┌─ Provided information

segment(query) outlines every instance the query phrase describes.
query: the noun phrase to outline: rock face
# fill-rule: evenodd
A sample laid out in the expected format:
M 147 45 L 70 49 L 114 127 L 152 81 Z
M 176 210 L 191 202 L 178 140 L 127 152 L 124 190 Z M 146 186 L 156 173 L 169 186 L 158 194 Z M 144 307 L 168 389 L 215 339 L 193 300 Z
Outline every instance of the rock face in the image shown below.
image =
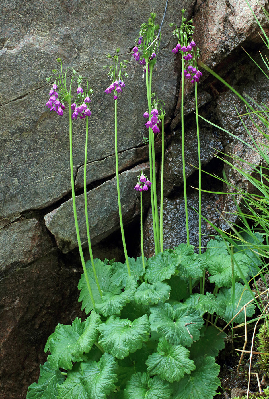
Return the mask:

└─

* Written task
Retype the records above, character for character, from their first line through the line containing "M 147 45 L 70 49 L 114 127 L 152 81 Z", including that line.

* Solution to this exercise
segment(query) outlines every instance the query phrase describes.
query: the noun phrase to outline: rock face
# fill-rule: evenodd
A sample laid out in the expected format:
M 147 45 L 70 49 L 114 127 L 152 81 Z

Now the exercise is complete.